WORK REQUIRED: Pull out the rows line for line, starting at the first line and ending at the line that contains "point(364, 5)", with both of those lines included.

──────── MATERIAL SHOWN ────────

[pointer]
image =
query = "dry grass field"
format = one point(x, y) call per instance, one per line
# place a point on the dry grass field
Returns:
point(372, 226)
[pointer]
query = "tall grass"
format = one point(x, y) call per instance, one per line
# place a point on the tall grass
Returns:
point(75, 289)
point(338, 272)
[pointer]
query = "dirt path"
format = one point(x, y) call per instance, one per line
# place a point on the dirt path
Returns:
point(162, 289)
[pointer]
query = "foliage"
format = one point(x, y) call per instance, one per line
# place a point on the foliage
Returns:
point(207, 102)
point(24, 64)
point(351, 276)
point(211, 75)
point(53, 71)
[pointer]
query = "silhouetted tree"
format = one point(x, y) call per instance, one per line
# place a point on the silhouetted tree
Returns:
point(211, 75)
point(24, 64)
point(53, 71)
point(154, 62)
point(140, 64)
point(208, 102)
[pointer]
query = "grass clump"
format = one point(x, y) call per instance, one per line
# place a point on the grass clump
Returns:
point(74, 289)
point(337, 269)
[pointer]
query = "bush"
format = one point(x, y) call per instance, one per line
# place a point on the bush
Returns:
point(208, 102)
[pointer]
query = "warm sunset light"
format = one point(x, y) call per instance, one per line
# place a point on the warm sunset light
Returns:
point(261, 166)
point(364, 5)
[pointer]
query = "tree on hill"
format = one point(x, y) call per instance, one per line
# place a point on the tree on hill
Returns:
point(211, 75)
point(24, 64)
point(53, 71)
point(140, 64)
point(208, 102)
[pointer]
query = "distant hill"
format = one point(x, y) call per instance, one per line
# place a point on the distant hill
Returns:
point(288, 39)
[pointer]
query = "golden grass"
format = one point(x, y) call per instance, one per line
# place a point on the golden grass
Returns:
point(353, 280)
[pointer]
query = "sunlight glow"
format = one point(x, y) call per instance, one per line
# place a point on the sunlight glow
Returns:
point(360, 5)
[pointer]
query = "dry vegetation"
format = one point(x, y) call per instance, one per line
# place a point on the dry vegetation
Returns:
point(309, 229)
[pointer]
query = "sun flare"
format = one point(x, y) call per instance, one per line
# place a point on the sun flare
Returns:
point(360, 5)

────────

THE COMPLETED TASK:
[pointer]
image =
query = "dry grass field"
format = one point(x, y) call per instance, one per line
# place a point on the dry grass field
Returns:
point(372, 226)
[pointer]
query = "tall grass"
format = one point(x, y) call per instance, one per line
# place a point on the tall grass
Returns:
point(75, 289)
point(338, 272)
[pointer]
query = "dirt path"
format = one point(x, y) call per instance, one per line
# place a point on the dirt path
Returns:
point(162, 289)
[pointer]
query = "foliage"
format = one point(x, y) call per instance, one per line
# place a point on the foliage
Returns:
point(207, 102)
point(24, 64)
point(351, 276)
point(211, 75)
point(53, 71)
[pointer]
query = "silhouetted tree"
format = one point(x, y) call per instance, one per line
# place a point on the silhouetted tree
Returns:
point(211, 75)
point(24, 64)
point(53, 71)
point(154, 62)
point(140, 64)
point(208, 102)
[pointer]
query = "grass clump"
format = one point(x, y) call per instance, one per line
# place a point on the grass clump
Returns:
point(74, 289)
point(337, 269)
[pointer]
query = "bush"
format = one point(x, y) call per instance, one per line
# place a point on the bush
Returns:
point(208, 102)
[pointer]
query = "warm sunset light"
format = one point(x, y) call per instance, one per line
# place a point on the warm sunset light
Returns:
point(261, 166)
point(364, 5)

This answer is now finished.